(The task): Please transcribe every entry below exactly, without including the pictures.

(Stored items):
= = = = =
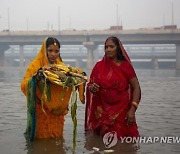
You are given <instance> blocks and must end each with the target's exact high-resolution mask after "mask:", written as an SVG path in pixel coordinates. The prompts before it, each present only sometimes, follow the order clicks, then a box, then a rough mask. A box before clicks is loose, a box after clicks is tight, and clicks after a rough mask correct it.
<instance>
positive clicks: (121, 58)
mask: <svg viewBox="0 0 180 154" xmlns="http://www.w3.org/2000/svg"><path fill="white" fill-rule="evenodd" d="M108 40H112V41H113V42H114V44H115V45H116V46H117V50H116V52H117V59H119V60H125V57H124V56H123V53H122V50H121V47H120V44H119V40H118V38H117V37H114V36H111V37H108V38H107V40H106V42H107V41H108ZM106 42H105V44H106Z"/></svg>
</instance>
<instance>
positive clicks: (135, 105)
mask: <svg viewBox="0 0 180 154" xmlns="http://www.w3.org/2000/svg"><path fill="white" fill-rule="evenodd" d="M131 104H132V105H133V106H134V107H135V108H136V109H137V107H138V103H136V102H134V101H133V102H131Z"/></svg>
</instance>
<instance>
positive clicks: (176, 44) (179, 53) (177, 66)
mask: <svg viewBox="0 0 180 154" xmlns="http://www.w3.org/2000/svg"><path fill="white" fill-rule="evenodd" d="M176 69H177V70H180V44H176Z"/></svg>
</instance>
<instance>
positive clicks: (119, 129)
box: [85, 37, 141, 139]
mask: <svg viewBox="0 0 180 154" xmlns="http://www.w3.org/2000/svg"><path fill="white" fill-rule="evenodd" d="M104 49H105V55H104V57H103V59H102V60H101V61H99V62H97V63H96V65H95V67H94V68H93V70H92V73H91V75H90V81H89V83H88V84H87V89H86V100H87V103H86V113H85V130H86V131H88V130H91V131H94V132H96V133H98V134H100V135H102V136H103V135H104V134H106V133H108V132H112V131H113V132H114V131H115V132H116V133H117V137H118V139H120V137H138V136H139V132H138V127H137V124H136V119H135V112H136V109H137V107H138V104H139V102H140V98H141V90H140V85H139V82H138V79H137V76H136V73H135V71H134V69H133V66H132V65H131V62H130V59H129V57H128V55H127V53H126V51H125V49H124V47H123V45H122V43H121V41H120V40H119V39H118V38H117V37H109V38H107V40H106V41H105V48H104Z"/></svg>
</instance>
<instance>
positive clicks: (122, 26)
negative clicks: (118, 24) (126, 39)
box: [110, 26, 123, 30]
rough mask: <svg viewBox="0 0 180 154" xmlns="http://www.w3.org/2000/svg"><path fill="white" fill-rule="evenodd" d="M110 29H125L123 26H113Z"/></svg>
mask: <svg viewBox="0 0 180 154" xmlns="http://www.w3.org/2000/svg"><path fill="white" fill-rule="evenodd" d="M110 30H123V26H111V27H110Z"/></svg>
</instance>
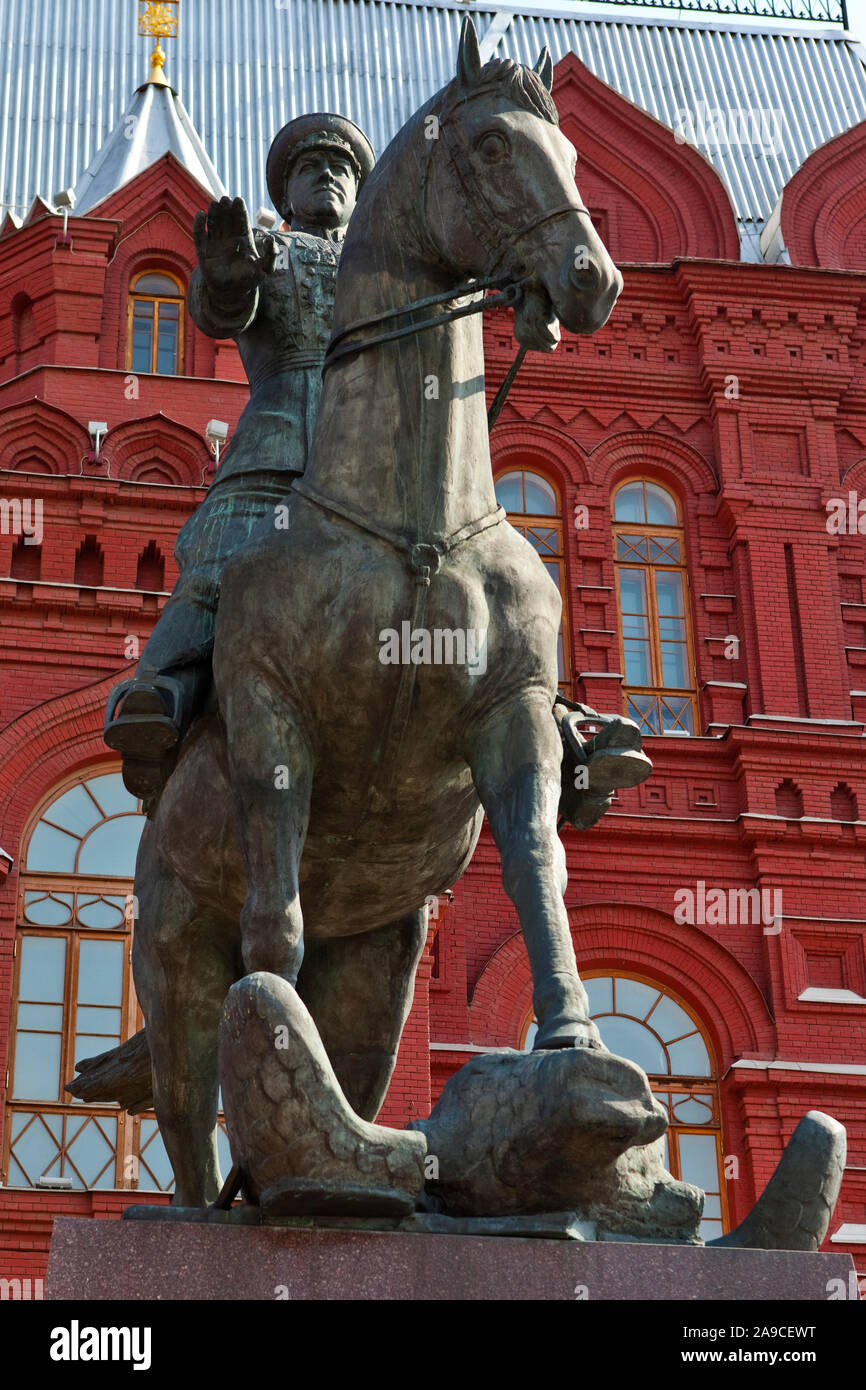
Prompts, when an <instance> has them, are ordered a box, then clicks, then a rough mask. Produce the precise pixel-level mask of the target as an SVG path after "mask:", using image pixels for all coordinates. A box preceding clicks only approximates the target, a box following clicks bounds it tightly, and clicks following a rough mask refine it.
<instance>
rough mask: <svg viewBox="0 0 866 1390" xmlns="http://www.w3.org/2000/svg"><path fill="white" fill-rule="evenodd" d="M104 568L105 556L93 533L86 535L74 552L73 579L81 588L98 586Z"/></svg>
= = = = =
(Answer to the problem):
You are given <instance> blocks and must end each with the target's exact high-resolution mask after "mask:", written as an SVG path in pixel coordinates. The prompts before it, each present only sometimes, follow the order clicks, then a box, then a rough mask. A box before clicks is loose, a box after clicks is tight, and clicks after a rough mask correct it.
<instance>
positive clicks: (121, 58)
mask: <svg viewBox="0 0 180 154" xmlns="http://www.w3.org/2000/svg"><path fill="white" fill-rule="evenodd" d="M108 40H112V41H113V42H114V44H115V45H116V46H117V50H116V52H117V59H119V60H125V57H124V56H123V53H122V50H121V47H120V44H119V40H118V38H117V37H114V36H111V37H108V38H107V40H106V42H107V41H108ZM106 42H105V44H106Z"/></svg>
</instance>
<instance>
positive clicks: (135, 105)
mask: <svg viewBox="0 0 180 154" xmlns="http://www.w3.org/2000/svg"><path fill="white" fill-rule="evenodd" d="M131 104H132V105H133V106H134V107H135V108H136V109H137V107H138V103H136V102H134V101H133V102H131Z"/></svg>
</instance>
<instance>
positive clicks: (176, 44) (179, 53) (177, 66)
mask: <svg viewBox="0 0 180 154" xmlns="http://www.w3.org/2000/svg"><path fill="white" fill-rule="evenodd" d="M176 69H177V70H180V44H176Z"/></svg>
</instance>
<instance>
positive clicks: (119, 129)
box: [85, 37, 141, 139]
mask: <svg viewBox="0 0 180 154" xmlns="http://www.w3.org/2000/svg"><path fill="white" fill-rule="evenodd" d="M104 49H105V55H104V57H103V59H102V60H101V61H99V62H97V63H96V65H95V67H94V68H93V70H92V73H91V75H90V81H89V83H88V84H87V89H86V100H87V103H86V113H85V130H86V131H88V130H91V131H94V132H96V133H98V134H100V135H102V136H103V135H104V134H106V133H108V132H112V131H113V132H114V131H115V132H116V133H117V137H118V139H120V137H138V136H139V132H138V127H137V124H136V119H135V112H136V109H137V107H138V104H139V102H140V98H141V90H140V85H139V82H138V79H137V76H136V73H135V71H134V69H133V66H132V65H131V62H130V59H129V57H128V55H127V53H126V51H125V49H124V47H123V45H122V43H121V41H120V40H119V39H118V38H117V37H109V38H107V40H106V41H105V48H104Z"/></svg>
</instance>
<instance>
positive clicks: (122, 26)
negative clicks: (118, 24) (126, 39)
box: [110, 26, 123, 30]
rough mask: <svg viewBox="0 0 180 154" xmlns="http://www.w3.org/2000/svg"><path fill="white" fill-rule="evenodd" d="M110 29H125L123 26H113Z"/></svg>
mask: <svg viewBox="0 0 180 154" xmlns="http://www.w3.org/2000/svg"><path fill="white" fill-rule="evenodd" d="M110 30H123V26H111V27H110Z"/></svg>
</instance>
Prompts, when an <instance> has them, are ordered a box, then clicks, then a rough mask. Produce the precise pixel-level mask of the target as an SVG path after "mask:", using image pixels for all coordinates. A box preceding clicks only approximates the target, a box following clicks bounds it tightly, and clicks following a rough mask refine it.
<instance>
rough mask: <svg viewBox="0 0 866 1390" xmlns="http://www.w3.org/2000/svg"><path fill="white" fill-rule="evenodd" d="M104 568L105 556L93 533L86 535L74 552L73 579L81 588L98 586Z"/></svg>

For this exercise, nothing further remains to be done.